■ Requirement
Starting with the first line of the listing and going on through the line that contains "83 119 L 49", rewrite every line. Add 94 to each number in the answer SVG lines, both the viewBox values and the path coordinates, and leave all other lines unchanged.

(Saved data entries)

***

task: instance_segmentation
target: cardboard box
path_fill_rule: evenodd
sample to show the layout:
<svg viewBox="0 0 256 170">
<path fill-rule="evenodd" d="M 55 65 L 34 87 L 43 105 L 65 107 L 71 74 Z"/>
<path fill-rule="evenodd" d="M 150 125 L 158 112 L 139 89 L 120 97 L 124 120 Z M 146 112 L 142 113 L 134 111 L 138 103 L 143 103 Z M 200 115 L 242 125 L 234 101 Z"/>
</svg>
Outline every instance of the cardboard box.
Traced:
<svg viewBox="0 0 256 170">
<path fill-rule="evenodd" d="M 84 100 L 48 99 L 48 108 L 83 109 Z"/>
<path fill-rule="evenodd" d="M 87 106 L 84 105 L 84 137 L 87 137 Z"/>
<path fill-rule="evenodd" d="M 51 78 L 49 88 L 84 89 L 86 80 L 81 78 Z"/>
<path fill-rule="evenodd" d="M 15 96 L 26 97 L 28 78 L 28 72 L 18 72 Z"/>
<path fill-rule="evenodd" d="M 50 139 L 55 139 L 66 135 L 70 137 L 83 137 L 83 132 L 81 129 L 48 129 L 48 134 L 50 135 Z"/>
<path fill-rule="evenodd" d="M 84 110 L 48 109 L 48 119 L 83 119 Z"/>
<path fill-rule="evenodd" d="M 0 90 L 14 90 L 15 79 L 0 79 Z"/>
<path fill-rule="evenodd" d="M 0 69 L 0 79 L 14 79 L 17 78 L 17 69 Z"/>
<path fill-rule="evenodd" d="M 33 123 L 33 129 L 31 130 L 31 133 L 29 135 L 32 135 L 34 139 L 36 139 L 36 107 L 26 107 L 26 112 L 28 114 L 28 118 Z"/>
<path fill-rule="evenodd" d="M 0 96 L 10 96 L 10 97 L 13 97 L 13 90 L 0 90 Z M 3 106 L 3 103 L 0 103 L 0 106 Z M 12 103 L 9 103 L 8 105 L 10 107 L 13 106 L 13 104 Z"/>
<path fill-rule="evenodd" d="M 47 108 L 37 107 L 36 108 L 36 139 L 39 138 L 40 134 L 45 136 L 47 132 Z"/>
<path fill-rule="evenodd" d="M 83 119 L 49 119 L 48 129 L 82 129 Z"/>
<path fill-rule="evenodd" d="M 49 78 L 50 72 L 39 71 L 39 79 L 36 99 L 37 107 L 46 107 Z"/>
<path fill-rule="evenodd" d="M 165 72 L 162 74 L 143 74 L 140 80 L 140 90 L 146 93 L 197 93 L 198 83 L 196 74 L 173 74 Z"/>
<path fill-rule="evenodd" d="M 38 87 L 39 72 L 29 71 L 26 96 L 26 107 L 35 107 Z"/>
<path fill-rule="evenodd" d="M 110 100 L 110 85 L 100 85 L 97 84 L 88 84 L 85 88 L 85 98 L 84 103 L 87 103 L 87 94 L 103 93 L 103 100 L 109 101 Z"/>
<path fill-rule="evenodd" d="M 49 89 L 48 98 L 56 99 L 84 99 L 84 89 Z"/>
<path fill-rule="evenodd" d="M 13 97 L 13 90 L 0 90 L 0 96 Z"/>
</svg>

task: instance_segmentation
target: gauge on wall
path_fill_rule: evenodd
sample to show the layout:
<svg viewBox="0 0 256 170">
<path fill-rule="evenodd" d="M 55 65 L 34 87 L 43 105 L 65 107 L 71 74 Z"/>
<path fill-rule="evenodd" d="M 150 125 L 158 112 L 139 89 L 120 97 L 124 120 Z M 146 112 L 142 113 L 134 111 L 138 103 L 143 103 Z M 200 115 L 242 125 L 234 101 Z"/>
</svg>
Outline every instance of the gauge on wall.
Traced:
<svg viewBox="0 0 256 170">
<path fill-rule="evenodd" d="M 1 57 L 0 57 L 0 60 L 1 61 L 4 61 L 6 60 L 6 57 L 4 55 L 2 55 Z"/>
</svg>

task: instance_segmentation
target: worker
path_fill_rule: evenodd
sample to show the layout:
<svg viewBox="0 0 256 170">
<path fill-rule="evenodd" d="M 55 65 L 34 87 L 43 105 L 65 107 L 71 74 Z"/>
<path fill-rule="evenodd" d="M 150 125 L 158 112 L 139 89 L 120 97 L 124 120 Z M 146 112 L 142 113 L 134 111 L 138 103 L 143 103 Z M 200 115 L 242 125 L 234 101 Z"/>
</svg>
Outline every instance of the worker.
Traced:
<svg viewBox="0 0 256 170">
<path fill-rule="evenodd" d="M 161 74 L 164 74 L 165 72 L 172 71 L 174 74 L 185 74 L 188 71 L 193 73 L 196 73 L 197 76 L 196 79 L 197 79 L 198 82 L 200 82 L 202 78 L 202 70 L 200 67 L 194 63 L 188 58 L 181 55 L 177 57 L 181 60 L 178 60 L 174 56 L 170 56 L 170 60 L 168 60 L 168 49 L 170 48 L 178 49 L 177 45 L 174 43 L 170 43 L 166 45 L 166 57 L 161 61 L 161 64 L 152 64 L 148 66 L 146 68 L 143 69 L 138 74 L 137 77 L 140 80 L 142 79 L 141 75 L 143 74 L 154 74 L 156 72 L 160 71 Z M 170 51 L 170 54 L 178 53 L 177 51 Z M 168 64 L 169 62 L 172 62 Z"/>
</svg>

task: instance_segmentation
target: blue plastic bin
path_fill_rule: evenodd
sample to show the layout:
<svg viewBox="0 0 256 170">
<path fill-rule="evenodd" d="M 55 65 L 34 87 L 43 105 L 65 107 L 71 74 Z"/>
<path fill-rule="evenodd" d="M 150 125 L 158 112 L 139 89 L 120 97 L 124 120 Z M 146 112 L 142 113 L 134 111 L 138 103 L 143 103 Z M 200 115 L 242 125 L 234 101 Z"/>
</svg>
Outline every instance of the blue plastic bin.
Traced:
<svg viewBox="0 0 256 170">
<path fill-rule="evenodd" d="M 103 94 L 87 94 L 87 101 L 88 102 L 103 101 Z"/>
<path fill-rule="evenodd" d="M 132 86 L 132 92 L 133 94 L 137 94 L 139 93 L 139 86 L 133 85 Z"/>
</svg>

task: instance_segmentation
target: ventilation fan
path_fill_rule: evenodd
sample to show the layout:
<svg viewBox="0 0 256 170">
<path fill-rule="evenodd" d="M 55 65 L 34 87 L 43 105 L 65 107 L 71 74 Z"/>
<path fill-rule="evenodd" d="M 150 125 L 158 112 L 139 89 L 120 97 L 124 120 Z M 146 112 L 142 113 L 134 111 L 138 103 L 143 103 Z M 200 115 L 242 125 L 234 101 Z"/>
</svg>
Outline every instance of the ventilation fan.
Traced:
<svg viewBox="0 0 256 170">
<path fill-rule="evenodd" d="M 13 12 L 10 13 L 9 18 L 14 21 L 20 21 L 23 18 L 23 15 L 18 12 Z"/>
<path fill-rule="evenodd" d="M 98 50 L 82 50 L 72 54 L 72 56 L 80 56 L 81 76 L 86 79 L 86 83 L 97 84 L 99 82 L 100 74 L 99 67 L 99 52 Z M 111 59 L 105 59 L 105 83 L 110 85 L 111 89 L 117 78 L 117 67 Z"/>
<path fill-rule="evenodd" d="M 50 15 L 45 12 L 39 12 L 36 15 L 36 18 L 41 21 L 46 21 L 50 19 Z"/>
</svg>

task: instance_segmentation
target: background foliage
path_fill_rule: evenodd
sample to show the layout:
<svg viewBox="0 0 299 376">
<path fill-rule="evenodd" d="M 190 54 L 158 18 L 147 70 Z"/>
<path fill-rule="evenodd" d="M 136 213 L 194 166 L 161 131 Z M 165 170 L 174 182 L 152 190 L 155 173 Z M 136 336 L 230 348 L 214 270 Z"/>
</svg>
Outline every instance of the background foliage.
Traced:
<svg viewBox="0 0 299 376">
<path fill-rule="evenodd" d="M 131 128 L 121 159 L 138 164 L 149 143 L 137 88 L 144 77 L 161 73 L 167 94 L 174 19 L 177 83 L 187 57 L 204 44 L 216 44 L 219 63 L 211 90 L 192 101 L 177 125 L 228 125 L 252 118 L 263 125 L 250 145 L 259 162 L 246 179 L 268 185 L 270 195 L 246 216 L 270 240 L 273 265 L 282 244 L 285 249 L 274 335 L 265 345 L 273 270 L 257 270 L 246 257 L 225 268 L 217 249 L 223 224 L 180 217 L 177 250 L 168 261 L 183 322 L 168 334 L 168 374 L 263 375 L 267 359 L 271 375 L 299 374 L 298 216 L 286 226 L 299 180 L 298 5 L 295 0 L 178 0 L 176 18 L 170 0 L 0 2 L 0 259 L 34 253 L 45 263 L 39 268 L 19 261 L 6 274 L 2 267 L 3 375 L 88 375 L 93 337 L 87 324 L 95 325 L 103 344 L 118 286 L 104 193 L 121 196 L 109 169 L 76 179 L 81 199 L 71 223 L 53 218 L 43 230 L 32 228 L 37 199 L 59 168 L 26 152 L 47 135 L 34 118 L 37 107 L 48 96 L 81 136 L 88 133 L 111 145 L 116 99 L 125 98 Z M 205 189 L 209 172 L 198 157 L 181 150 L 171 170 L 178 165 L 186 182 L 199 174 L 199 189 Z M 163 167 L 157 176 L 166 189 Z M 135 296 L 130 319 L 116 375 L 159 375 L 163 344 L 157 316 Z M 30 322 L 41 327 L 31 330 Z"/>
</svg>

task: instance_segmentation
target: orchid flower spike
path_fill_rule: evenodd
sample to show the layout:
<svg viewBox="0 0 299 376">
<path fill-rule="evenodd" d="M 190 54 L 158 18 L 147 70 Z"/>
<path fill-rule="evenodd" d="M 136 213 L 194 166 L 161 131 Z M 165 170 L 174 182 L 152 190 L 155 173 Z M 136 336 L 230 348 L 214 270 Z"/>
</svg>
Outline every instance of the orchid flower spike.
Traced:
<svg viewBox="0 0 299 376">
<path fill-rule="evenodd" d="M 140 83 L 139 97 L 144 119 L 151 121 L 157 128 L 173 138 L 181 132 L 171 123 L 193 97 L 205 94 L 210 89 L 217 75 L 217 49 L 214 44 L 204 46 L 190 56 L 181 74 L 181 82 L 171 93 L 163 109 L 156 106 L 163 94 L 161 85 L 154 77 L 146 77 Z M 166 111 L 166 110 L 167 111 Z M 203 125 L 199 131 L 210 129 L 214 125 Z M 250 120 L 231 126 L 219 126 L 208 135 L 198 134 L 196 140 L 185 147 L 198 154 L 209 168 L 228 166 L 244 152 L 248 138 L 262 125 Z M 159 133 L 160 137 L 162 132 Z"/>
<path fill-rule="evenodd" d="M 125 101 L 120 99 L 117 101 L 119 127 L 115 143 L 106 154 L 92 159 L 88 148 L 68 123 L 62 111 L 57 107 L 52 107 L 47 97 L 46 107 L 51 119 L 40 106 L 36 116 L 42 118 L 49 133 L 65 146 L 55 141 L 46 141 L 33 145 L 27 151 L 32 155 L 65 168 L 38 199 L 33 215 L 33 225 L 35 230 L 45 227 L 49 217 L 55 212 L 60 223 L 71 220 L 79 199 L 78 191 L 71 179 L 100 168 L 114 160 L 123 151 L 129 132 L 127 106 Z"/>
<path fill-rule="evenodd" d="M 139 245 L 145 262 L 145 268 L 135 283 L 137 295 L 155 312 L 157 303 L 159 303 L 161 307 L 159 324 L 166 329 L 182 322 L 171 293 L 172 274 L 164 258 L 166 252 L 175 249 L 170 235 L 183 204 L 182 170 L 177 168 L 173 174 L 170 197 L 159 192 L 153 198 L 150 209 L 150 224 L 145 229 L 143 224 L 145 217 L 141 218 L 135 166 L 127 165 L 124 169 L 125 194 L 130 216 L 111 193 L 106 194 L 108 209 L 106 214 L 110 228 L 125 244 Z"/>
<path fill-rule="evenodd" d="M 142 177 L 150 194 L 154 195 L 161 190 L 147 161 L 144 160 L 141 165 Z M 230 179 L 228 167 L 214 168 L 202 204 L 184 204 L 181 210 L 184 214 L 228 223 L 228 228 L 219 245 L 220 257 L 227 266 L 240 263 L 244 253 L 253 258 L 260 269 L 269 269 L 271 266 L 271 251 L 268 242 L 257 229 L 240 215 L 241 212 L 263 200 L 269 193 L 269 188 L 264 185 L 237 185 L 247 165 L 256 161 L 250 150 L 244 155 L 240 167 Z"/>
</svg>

***

■ Full answer
task: instance_segmentation
target: cardboard box
path_fill_rule: evenodd
sample to show the layout:
<svg viewBox="0 0 256 170">
<path fill-rule="evenodd" d="M 55 65 L 34 87 L 43 105 L 65 107 L 71 74 Z"/>
<path fill-rule="evenodd" d="M 150 125 L 158 112 L 139 89 L 120 97 L 124 120 Z M 146 112 L 142 113 L 134 111 L 138 103 L 143 103 Z M 200 115 L 242 125 L 234 101 Z"/>
</svg>
Outline every instance of the cardboard box.
Traced:
<svg viewBox="94 94 350 264">
<path fill-rule="evenodd" d="M 178 194 L 142 193 L 142 202 L 177 203 Z"/>
<path fill-rule="evenodd" d="M 181 200 L 178 199 L 178 231 L 181 231 Z"/>
<path fill-rule="evenodd" d="M 145 172 L 143 182 L 178 183 L 180 174 L 175 172 Z"/>
<path fill-rule="evenodd" d="M 109 190 L 120 191 L 122 172 L 122 166 L 112 166 Z"/>
<path fill-rule="evenodd" d="M 144 233 L 149 233 L 160 229 L 164 231 L 177 231 L 177 226 L 175 223 L 142 223 L 142 228 L 144 229 Z"/>
<path fill-rule="evenodd" d="M 178 204 L 142 203 L 142 213 L 177 213 Z"/>
<path fill-rule="evenodd" d="M 94 184 L 108 184 L 109 173 L 94 173 Z"/>
<path fill-rule="evenodd" d="M 94 163 L 94 173 L 108 173 L 111 172 L 111 163 Z"/>
<path fill-rule="evenodd" d="M 127 217 L 127 223 L 125 224 L 125 227 L 123 229 L 126 229 L 128 233 L 130 233 L 130 201 L 120 201 L 120 206 L 122 208 L 122 212 Z"/>
<path fill-rule="evenodd" d="M 94 190 L 104 190 L 104 191 L 107 191 L 107 184 L 94 184 Z M 97 200 L 97 197 L 94 197 L 94 200 Z M 106 197 L 103 197 L 102 199 L 104 201 L 107 200 L 107 198 Z"/>
<path fill-rule="evenodd" d="M 141 202 L 131 201 L 130 202 L 130 233 L 133 232 L 134 228 L 139 230 L 141 226 Z"/>
<path fill-rule="evenodd" d="M 177 213 L 143 213 L 142 223 L 176 223 Z"/>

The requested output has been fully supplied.